## THE REQUEST
What do the lines from the one containing "Shelf-audit tagging: put a marker on every instance of the blue" through the end of the entries say? Quote them exactly, and only them.

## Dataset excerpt
___

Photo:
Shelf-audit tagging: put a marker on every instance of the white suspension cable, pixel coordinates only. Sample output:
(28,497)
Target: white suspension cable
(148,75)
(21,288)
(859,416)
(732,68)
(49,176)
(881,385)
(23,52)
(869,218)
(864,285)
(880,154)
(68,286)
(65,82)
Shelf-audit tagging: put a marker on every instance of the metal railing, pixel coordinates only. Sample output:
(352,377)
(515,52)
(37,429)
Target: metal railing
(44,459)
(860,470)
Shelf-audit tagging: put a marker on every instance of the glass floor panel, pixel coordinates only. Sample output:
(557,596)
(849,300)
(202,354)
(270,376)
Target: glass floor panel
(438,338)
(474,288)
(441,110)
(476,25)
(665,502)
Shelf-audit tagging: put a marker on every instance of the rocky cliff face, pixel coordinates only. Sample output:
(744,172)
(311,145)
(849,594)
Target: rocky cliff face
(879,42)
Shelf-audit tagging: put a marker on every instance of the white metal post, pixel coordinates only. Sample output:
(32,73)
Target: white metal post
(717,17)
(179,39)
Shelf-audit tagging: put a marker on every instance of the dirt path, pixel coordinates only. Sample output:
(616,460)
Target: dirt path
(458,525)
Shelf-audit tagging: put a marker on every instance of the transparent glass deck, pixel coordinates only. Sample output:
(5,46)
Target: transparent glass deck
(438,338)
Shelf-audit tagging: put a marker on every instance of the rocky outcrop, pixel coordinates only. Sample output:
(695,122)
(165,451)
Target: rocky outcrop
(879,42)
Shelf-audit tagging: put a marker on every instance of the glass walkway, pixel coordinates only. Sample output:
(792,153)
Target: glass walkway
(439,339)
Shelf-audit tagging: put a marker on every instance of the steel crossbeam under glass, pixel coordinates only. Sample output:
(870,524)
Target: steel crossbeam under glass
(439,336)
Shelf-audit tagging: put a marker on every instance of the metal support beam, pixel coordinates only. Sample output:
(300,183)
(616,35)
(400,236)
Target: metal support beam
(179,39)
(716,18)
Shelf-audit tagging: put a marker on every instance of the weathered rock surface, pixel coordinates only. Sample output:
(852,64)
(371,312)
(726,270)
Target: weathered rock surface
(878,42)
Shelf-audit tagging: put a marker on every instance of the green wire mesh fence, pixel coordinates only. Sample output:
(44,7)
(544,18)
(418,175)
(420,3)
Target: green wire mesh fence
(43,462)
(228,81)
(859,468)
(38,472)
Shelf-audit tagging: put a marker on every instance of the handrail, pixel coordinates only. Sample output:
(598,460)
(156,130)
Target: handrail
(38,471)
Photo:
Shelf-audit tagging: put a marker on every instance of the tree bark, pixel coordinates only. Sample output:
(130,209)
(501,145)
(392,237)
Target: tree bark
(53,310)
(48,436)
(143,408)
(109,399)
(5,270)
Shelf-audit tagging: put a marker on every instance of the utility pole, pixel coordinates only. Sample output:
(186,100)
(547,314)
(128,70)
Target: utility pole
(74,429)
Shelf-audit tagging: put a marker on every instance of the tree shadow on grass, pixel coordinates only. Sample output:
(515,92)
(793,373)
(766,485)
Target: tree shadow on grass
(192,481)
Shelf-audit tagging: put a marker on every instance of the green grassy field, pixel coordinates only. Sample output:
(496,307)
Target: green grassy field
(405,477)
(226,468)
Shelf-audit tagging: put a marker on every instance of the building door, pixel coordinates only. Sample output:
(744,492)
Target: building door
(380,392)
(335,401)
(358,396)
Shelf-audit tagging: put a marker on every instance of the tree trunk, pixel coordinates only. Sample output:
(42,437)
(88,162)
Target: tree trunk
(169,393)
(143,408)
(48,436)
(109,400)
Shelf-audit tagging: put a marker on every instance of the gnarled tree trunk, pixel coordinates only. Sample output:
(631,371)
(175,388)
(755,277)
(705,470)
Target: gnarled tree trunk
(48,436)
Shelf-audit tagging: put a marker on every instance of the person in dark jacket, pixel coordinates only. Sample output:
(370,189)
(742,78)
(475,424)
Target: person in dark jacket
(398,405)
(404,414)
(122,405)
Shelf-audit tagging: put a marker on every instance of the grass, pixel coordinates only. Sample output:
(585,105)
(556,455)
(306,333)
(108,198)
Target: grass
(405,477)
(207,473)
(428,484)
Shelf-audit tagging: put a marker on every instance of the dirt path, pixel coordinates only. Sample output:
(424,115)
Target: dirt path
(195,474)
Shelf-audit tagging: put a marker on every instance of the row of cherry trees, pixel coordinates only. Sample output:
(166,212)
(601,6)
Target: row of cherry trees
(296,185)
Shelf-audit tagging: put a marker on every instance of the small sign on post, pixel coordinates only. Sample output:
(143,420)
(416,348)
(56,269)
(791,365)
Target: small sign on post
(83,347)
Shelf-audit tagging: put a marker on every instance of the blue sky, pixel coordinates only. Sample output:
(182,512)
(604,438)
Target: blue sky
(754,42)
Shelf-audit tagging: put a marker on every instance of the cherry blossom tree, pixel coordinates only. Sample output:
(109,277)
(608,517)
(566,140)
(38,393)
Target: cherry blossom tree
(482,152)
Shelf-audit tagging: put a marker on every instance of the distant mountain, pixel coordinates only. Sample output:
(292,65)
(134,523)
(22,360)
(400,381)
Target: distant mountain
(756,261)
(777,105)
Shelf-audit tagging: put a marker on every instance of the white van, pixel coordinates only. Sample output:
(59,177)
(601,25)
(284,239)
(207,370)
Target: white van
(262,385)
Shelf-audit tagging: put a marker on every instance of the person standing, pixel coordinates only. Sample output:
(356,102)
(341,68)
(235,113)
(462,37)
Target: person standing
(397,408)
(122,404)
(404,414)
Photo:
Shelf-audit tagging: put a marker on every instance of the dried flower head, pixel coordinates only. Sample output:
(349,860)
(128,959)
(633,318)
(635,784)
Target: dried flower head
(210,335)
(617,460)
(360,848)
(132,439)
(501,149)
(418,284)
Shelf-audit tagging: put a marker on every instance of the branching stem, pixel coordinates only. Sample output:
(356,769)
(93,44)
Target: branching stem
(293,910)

___

## OUTPUT OF THE TASK
Shelf-audit tagging: put a marker on every instance of the blue sky, pixel coordinates only. Sample output:
(182,512)
(604,438)
Target: blue sky
(754,42)
Shelf-audit tagging: put a marker on every instance of the cherry blossom tree, pixel coordinates only. Sample output:
(109,277)
(608,517)
(566,140)
(38,393)
Target: cherry blossom tree
(482,152)
Shelf-audit tagging: put a marker on every instance of the distant mountain, pixel coordinates only. Sample output:
(292,65)
(134,523)
(22,360)
(400,381)
Target: distant mountain
(756,261)
(777,105)
Shelf-audit tagging: put a marker on every instance of the white van, pixel coordinates only. Sample output:
(59,177)
(601,25)
(284,239)
(207,370)
Target: white van
(262,385)
Shelf-audit tagging: put a marker on every instance of the person standing, pixel coordinates only. Sample output:
(356,102)
(341,68)
(235,113)
(462,37)
Target: person standing
(397,408)
(122,404)
(404,414)
Photo:
Shelf-audit tagging: put a marker on every instance of the dried flower head, pixel coordinates only. Sample output:
(349,860)
(128,959)
(633,318)
(635,784)
Target: dried flower head
(210,335)
(617,460)
(360,848)
(132,439)
(501,149)
(418,284)
Shelf-audit tagging: put a marker on every instance of the branching stem, pixel coordinates only. Sample output:
(356,769)
(93,44)
Target: branching stem
(293,910)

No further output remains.